### What needs to be done
Check every line of the data for the word "below", and copy those that have it.

[Records to process Boundary: Start]

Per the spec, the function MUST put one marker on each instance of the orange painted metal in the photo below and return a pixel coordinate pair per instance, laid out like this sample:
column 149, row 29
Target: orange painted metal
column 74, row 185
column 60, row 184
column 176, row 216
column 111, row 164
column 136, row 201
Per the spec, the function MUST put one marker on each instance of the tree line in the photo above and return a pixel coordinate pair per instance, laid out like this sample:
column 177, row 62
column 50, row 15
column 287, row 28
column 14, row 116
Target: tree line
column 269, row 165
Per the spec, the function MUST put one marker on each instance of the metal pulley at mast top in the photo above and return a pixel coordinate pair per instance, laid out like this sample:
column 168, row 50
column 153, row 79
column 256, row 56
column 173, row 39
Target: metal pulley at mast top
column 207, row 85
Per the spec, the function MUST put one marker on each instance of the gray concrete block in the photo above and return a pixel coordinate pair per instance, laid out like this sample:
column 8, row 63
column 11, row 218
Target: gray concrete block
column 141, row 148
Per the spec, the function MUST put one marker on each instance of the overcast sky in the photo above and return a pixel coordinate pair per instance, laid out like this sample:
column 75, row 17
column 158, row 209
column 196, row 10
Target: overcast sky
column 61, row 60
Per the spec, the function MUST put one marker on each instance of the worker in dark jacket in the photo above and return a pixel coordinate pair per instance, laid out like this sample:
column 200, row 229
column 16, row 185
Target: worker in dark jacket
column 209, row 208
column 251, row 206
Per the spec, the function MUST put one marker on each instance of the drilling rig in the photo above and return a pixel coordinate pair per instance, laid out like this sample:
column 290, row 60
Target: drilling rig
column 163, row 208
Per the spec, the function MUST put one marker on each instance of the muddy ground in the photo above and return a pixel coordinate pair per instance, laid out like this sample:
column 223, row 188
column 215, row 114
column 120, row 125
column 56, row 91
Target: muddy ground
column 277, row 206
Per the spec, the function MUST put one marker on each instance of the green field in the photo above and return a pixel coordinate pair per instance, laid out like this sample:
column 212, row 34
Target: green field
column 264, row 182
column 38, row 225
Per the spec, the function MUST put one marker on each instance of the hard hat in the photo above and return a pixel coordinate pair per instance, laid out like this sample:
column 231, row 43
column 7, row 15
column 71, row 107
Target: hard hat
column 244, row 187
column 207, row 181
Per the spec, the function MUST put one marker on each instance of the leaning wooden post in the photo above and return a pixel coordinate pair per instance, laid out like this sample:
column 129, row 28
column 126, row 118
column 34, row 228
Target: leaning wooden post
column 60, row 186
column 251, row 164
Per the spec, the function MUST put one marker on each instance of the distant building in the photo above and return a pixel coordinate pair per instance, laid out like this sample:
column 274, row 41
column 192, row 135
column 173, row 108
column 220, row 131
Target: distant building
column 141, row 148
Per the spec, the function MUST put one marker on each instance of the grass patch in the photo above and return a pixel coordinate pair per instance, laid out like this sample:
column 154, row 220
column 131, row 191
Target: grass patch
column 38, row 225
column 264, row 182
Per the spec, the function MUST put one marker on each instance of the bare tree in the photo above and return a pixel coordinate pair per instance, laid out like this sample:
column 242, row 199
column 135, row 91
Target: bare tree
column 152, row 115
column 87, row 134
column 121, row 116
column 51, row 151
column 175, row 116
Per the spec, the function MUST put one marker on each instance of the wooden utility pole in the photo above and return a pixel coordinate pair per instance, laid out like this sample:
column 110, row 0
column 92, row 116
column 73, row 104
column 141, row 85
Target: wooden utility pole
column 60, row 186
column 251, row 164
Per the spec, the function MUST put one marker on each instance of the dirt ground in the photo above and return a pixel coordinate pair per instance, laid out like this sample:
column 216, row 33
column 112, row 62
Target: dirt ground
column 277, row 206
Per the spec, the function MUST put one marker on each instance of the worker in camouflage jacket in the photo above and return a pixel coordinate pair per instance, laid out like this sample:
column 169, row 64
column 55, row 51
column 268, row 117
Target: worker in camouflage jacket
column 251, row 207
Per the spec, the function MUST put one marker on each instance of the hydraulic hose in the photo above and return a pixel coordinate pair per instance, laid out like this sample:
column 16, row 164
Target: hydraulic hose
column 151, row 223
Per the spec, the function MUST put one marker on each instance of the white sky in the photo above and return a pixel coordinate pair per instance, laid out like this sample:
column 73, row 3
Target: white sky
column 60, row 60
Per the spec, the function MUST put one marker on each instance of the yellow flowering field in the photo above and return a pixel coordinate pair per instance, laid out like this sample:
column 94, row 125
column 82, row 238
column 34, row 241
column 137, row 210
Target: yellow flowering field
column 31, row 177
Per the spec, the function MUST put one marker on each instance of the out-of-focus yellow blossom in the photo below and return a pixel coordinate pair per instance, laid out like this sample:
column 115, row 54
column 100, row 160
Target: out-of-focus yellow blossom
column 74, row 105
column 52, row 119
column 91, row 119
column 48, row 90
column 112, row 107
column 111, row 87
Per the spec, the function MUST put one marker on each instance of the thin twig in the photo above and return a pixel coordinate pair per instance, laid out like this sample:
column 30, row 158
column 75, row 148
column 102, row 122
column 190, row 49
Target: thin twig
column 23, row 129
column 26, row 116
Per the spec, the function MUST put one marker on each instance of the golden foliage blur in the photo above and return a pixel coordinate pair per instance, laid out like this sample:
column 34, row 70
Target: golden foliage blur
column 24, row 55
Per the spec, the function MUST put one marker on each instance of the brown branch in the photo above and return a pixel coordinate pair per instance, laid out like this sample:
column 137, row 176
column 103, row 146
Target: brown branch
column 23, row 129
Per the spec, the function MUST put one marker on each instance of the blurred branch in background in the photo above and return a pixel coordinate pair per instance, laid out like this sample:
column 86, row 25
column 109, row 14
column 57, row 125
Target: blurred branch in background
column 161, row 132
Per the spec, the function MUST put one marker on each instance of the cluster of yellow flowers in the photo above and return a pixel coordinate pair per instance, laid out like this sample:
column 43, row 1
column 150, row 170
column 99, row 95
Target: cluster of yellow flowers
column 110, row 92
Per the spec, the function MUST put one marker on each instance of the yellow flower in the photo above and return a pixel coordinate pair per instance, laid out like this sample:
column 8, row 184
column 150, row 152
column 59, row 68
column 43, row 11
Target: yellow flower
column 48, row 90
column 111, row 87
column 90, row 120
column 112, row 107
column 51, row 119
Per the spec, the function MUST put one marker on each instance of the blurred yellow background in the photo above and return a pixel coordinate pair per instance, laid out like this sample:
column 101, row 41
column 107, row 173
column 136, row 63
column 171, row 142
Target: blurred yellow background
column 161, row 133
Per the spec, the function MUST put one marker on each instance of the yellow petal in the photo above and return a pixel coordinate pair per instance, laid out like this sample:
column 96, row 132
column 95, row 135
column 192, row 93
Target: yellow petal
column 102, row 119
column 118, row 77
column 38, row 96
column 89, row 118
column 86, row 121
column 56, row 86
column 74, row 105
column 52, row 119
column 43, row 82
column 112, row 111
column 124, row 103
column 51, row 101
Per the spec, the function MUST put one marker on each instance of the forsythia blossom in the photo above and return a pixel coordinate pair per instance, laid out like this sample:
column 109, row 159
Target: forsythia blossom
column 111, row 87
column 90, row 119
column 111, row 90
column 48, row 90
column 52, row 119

[Records to process Boundary: End]

### Response box
Per the spec, the function MUST put one marker on each instance of the orange painted metal in the photo below and return a pixel coordinate pair per instance, laid out like this sample:
Per the spec, the function MUST put one marker on each instance of the out-of-focus yellow blossom in the photo below and return a pixel coordinate pair per instance, laid out like this sample:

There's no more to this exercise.